Repeat the data below exactly, dropping any pictures it holds.

* * * * * * *

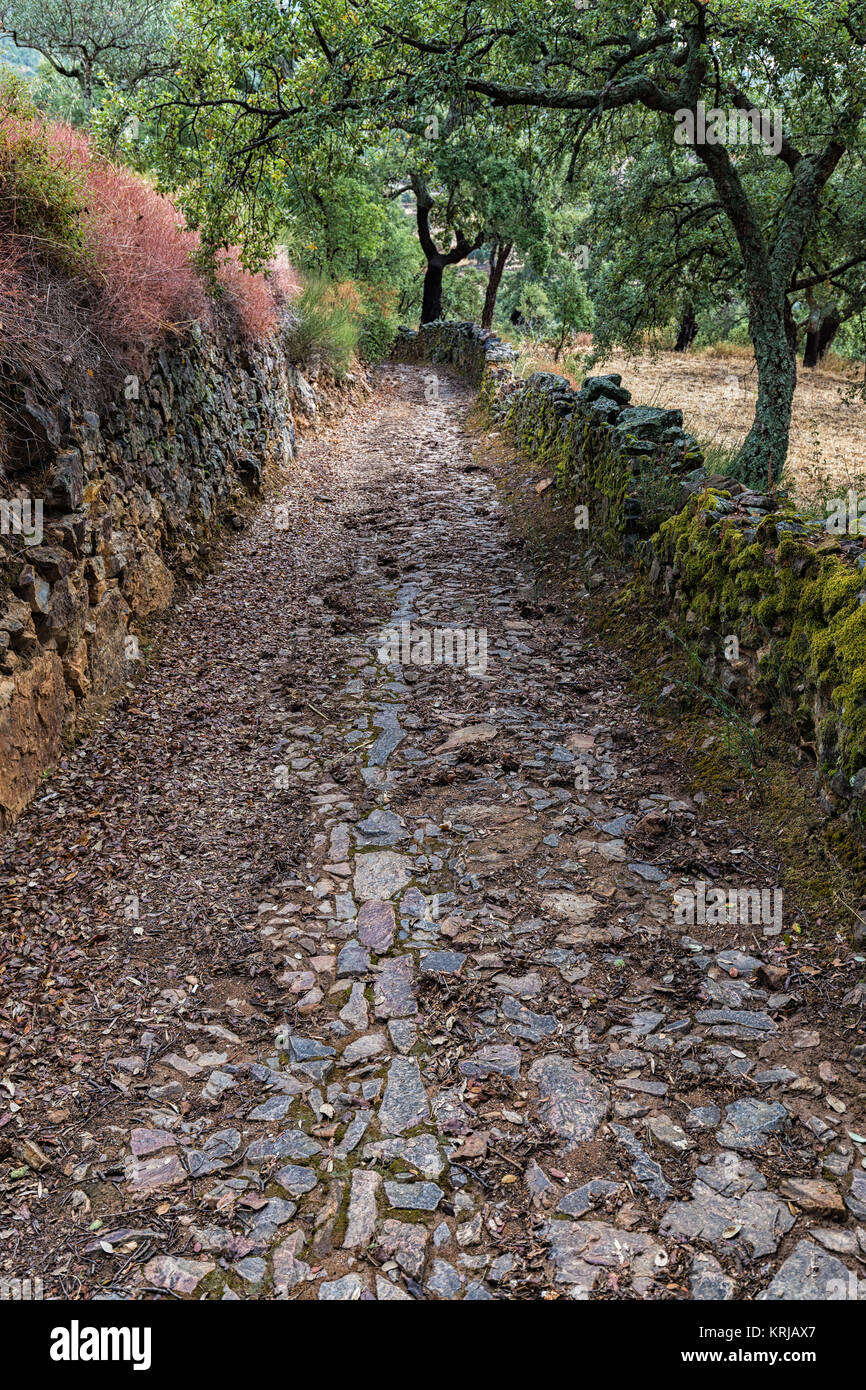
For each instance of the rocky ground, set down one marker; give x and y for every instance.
(325, 976)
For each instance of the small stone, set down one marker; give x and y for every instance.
(181, 1276)
(420, 1197)
(445, 1279)
(355, 1011)
(749, 1123)
(360, 1050)
(376, 926)
(405, 1102)
(362, 1208)
(813, 1194)
(341, 1290)
(498, 1058)
(573, 1102)
(811, 1273)
(380, 875)
(353, 959)
(709, 1282)
(442, 962)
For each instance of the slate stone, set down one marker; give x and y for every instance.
(392, 993)
(708, 1280)
(376, 926)
(420, 1197)
(289, 1144)
(341, 1290)
(498, 1058)
(523, 1023)
(812, 1273)
(380, 873)
(644, 1168)
(573, 1102)
(758, 1218)
(360, 1050)
(405, 1101)
(288, 1268)
(581, 1250)
(296, 1180)
(353, 959)
(585, 1197)
(442, 962)
(445, 1280)
(362, 1208)
(749, 1123)
(355, 1011)
(380, 827)
(702, 1118)
(405, 1241)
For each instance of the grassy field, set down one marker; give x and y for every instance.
(716, 389)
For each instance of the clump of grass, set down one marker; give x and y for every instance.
(325, 325)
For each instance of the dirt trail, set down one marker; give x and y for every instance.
(331, 975)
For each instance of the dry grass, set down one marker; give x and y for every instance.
(716, 391)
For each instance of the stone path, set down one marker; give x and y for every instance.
(363, 977)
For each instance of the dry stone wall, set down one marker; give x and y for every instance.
(113, 510)
(769, 599)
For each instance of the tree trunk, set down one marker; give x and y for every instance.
(766, 445)
(688, 330)
(819, 337)
(431, 299)
(499, 255)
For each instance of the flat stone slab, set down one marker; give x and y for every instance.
(584, 1198)
(405, 1241)
(353, 959)
(289, 1144)
(573, 1102)
(376, 925)
(405, 1102)
(288, 1269)
(498, 1058)
(758, 1218)
(581, 1250)
(360, 1050)
(380, 827)
(341, 1290)
(645, 1169)
(380, 873)
(420, 1151)
(748, 1125)
(362, 1208)
(417, 1197)
(442, 962)
(181, 1276)
(296, 1180)
(708, 1280)
(569, 906)
(813, 1273)
(392, 993)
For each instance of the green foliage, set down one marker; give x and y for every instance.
(327, 325)
(380, 321)
(41, 192)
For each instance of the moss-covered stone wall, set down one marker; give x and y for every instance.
(770, 602)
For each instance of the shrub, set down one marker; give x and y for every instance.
(378, 321)
(325, 324)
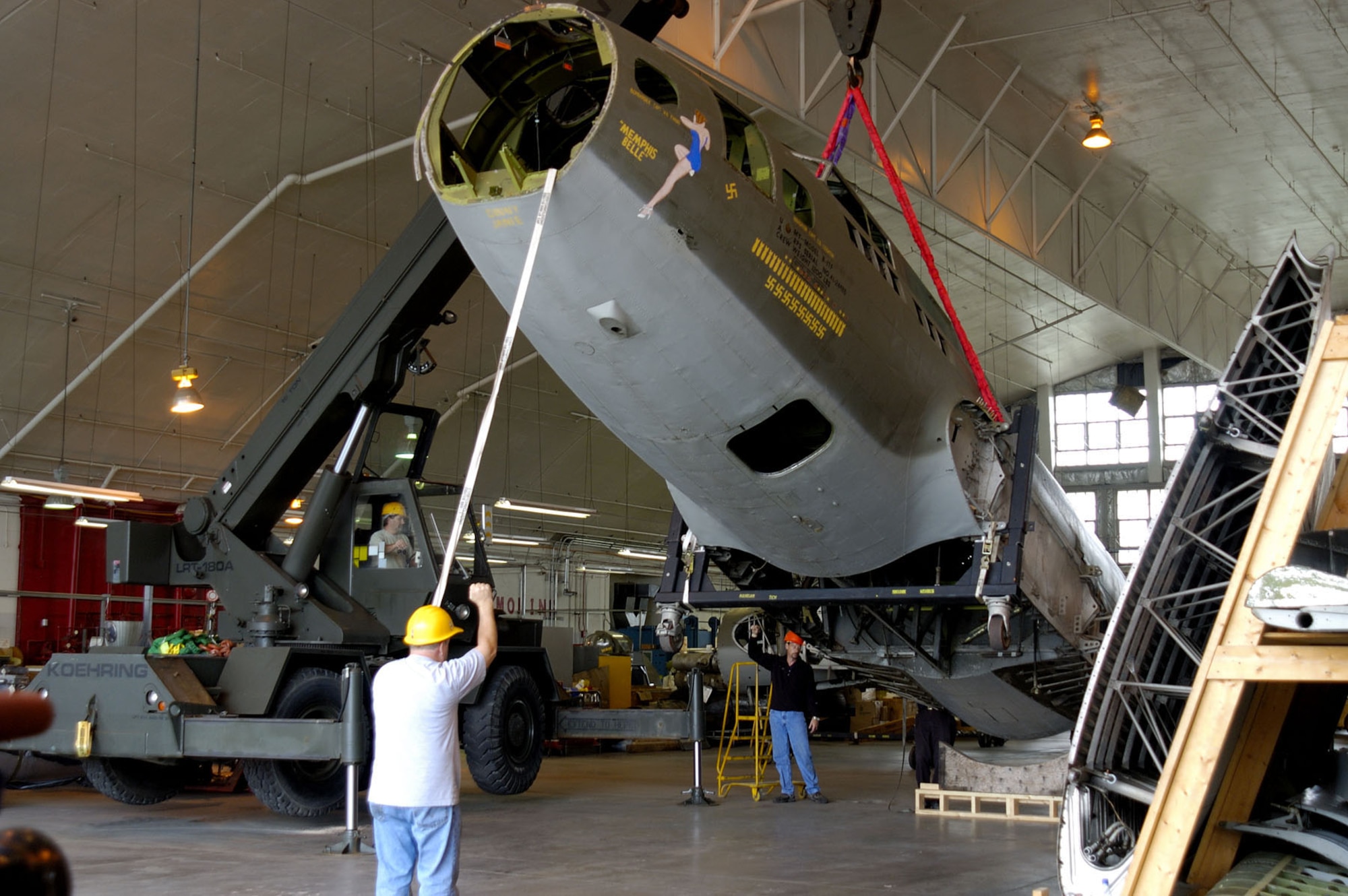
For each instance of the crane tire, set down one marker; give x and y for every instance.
(503, 732)
(293, 788)
(134, 781)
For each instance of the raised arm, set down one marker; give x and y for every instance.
(756, 649)
(481, 594)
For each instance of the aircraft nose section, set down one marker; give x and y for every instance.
(521, 99)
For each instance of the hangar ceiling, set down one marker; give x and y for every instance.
(126, 157)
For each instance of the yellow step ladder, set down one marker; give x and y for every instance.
(746, 738)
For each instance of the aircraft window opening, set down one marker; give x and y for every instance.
(653, 83)
(543, 98)
(785, 440)
(799, 201)
(842, 192)
(746, 150)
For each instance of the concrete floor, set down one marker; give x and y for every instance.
(592, 824)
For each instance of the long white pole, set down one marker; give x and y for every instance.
(466, 498)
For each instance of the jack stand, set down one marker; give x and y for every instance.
(354, 755)
(698, 797)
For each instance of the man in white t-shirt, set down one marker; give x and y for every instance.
(415, 783)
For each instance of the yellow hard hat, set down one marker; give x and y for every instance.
(429, 626)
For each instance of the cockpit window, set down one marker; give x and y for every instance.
(746, 149)
(853, 205)
(792, 435)
(799, 200)
(653, 83)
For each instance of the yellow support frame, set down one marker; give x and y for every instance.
(1245, 684)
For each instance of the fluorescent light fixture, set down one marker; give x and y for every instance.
(521, 542)
(641, 556)
(44, 487)
(548, 510)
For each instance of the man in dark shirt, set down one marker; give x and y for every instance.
(792, 705)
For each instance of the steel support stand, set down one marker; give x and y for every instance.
(698, 797)
(353, 757)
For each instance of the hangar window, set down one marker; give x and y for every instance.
(784, 440)
(653, 83)
(799, 200)
(746, 149)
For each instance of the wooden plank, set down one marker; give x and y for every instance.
(1280, 664)
(1194, 766)
(1018, 808)
(1237, 797)
(1334, 515)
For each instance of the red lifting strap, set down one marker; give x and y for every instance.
(854, 95)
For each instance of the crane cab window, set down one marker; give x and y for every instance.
(385, 536)
(746, 149)
(791, 436)
(799, 201)
(653, 83)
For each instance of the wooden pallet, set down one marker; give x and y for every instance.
(929, 800)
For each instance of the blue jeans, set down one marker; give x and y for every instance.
(791, 735)
(424, 839)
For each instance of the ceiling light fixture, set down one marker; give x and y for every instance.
(1097, 137)
(521, 542)
(548, 510)
(187, 398)
(642, 556)
(59, 503)
(44, 487)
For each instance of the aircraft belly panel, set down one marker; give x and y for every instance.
(698, 366)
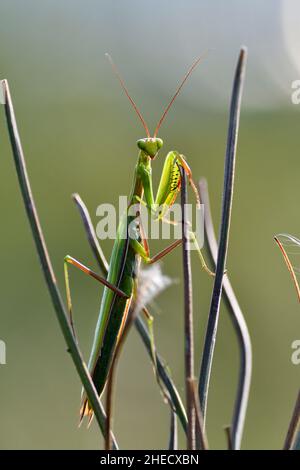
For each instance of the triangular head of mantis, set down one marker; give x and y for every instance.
(150, 146)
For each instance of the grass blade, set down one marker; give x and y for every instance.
(47, 268)
(188, 318)
(240, 326)
(212, 326)
(292, 441)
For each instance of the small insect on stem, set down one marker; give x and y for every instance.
(121, 284)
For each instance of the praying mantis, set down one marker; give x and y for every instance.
(120, 286)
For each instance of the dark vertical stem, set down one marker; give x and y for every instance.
(61, 313)
(212, 326)
(188, 317)
(173, 440)
(240, 326)
(292, 441)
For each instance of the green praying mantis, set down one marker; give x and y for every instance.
(120, 286)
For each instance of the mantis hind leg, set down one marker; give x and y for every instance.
(70, 260)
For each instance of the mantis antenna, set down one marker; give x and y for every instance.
(189, 72)
(117, 73)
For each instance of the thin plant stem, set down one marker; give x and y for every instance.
(188, 318)
(289, 266)
(292, 441)
(239, 324)
(200, 431)
(163, 373)
(61, 313)
(173, 439)
(212, 326)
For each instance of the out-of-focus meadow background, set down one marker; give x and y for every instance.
(79, 134)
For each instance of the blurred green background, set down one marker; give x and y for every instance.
(79, 133)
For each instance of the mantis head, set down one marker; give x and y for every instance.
(150, 145)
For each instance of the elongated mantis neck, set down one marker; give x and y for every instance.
(143, 164)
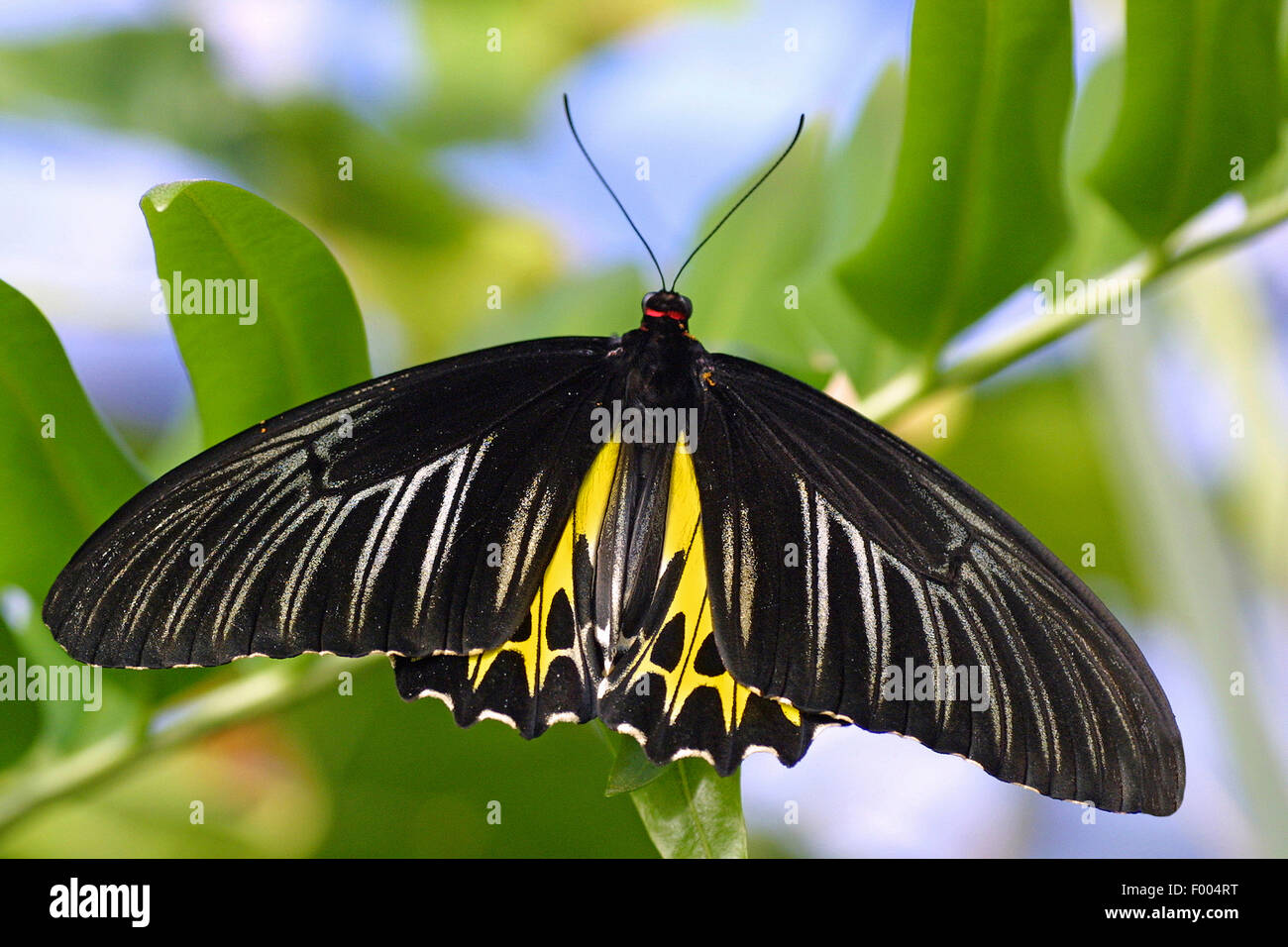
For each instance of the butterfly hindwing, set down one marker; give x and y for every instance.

* * * * * * *

**Response to this task:**
For each instance of the rocky ground, set down one marker; give x and y for every instance.
(325, 976)
For each instance of the small stone, set down one marker; give x and y for every instance.
(181, 1276)
(420, 1197)
(445, 1279)
(355, 1011)
(749, 1123)
(360, 1050)
(376, 926)
(405, 1102)
(362, 1208)
(813, 1194)
(341, 1290)
(498, 1058)
(573, 1102)
(811, 1273)
(380, 875)
(353, 959)
(709, 1282)
(442, 962)
For each instance of the slate stone, set down one marker; give x and y for every instance.
(392, 993)
(708, 1280)
(376, 926)
(420, 1197)
(289, 1144)
(341, 1290)
(498, 1058)
(523, 1023)
(812, 1273)
(380, 873)
(644, 1168)
(573, 1102)
(758, 1218)
(360, 1050)
(405, 1101)
(288, 1268)
(581, 1250)
(296, 1180)
(353, 959)
(585, 1197)
(442, 962)
(445, 1280)
(362, 1208)
(749, 1123)
(355, 1011)
(380, 827)
(702, 1118)
(405, 1241)
For each instance of the grassy field, set down one marker; give x and y for every instance.
(716, 389)
For each instance of the clump of grass, set down one marker; give x and y for every instance.
(325, 325)
For each instance of the dirt trail, set down one marker; give x and y for every instance.
(331, 975)
For each instance of the dry grass, set down one marker; give x and y for every instance.
(716, 391)
For each instance of the stone path, set down one marker; give x and y for every instance.
(363, 977)
For each instance of the dry stone wall, set down one marker; give x and y for every instance.
(113, 510)
(769, 599)
For each instance of the tree trunk, set down one marker; give x and y for every instance.
(766, 445)
(688, 330)
(819, 337)
(431, 299)
(499, 255)
For each instance of the flat stone slab, set down one marker; give x and y for every instance.
(584, 1198)
(405, 1241)
(353, 959)
(289, 1144)
(573, 1102)
(376, 925)
(405, 1102)
(288, 1269)
(498, 1058)
(758, 1218)
(581, 1250)
(360, 1050)
(380, 827)
(341, 1290)
(645, 1169)
(380, 873)
(420, 1151)
(748, 1125)
(362, 1208)
(417, 1197)
(442, 962)
(181, 1276)
(296, 1180)
(708, 1280)
(569, 906)
(813, 1273)
(392, 993)
For each instance of the green foliage, set down one marker; give x and y for every instance.
(327, 325)
(380, 321)
(41, 192)
For each instance of the moss-covered stone wall, set down one marker; give x and y for every instance.
(770, 602)
For each instance of the shrub, set down one marker; give x and y for every instance.
(378, 321)
(325, 324)
For each instance of the crane tire, set down one marker; give x and y for every instance.
(503, 732)
(293, 788)
(134, 781)
For each instance of the raised arm, set down one marker; give x and y for every instance.
(756, 649)
(481, 594)
For each instance of the aircraft nose section, set down one marker; give x and y for every instance.
(521, 99)
For each instance of the hangar ceiling, set down one marker; give x and y for every instance.
(126, 157)
For each instance of the yellow step ladder, set down one marker; give x and y for every instance.
(746, 738)
For each instance of the aircraft window opening, set down one marker; give x and y for every instance.
(653, 83)
(543, 98)
(785, 440)
(799, 201)
(842, 192)
(746, 150)
For each instance of the concrete floor, set down one marker; give x and y for every instance.
(592, 824)
For each instance of the long white pole, set down one marker; give x and y for every instance.
(466, 498)
For each instance of the jack stand, set down one marker; give x and y for every instance.
(354, 755)
(698, 797)
For each instance of the man in white t-shirt, set down one marker; give x and y for every instance.
(415, 783)
For each instance of the yellow hard hat, set down one marker; give x and y for every instance.
(429, 626)
For each instance of the cockpit window, set down one marker; give x and y for every instance.
(746, 149)
(853, 205)
(792, 435)
(799, 200)
(653, 83)
For each instance of the yellow support frame, set down one marker; give x and y for every instance.
(1245, 684)
For each instance of the fluorescent light fixture, set down one marker; give x and y for every instance.
(521, 542)
(641, 556)
(44, 487)
(548, 510)
For each instance of the man in dark shirt, set down one marker; give x and y for every instance.
(792, 705)
For each instance of the steel support stand, set down one marker; give x and y for every instance.
(698, 797)
(353, 757)
For each instance of the hangar window, set down one marker; give x and y for every instance.
(784, 440)
(653, 83)
(799, 200)
(746, 149)
For each instance of the wooden plank, set down one marker; give x and y for every instance.
(1280, 664)
(1194, 766)
(1018, 808)
(1237, 797)
(1334, 515)
For each instance of the red lifting strap, set down one marker; give x and y for every instance.
(854, 95)
For each instance of the crane cab window, set down one marker; give x and y for every instance.
(385, 536)
(746, 149)
(791, 436)
(799, 201)
(653, 83)
For each instance of the wooden pallet, set down one marker; give x and y for every instance.
(929, 800)
For each instance of the blue jeans, set down one marker; give x and y for every instance.
(791, 735)
(424, 839)
For each instance of the ceiling light fixture, set down one marker; give x and y for every instance.
(1097, 137)
(521, 542)
(548, 510)
(187, 398)
(642, 556)
(59, 503)
(44, 487)
For each instance of the aircraft belly panel, set down one marker; give x and y for every instance.
(698, 366)
For each instance of the triangular head of mantis, set down one marker; give x and y for every instance.
(150, 146)
For each instance of the grass blade, set down one marker; give x and y for every instance.
(47, 268)
(188, 318)
(240, 326)
(212, 326)
(292, 441)
For each instance of the small insect on stem, set down one marker; give x and y for every instance.
(121, 284)
For each instance of the praying mantis, set down one marker; give x and y for every instance.
(120, 286)
For each instance of the dark vertical stem, set down one marker; give x and y for every instance.
(61, 313)
(212, 326)
(188, 317)
(173, 440)
(240, 326)
(292, 441)
For each instance of the green praying mantis, set down one marker; give x and y for every instance.
(120, 286)
For each instance of the mantis hind leg, set down one marker; give x and y for every instance.
(70, 260)
For each instance of the mantis antenna, set down one marker; give x and y for every instance.
(189, 72)
(117, 73)
For each instance of the thin plant stem, set down one marker; give x and y for every instance.
(188, 318)
(289, 266)
(292, 441)
(239, 324)
(200, 431)
(163, 373)
(61, 313)
(173, 439)
(212, 326)
For each instance of the out-of-focus meadow background, set down one marker; give x and y for every instance.
(79, 134)
For each instance of the blurred green background, set down one marker; give x and y for every instance.
(79, 133)
For each instance of the mantis head, set down one marker; give x and y for every instance.
(150, 145)
For each instance of the elongated mantis neck, set down one marker; give x and y for every instance.
(143, 164)
For each instance of the butterfly hindwing, set down one marker; give x and y for every instance.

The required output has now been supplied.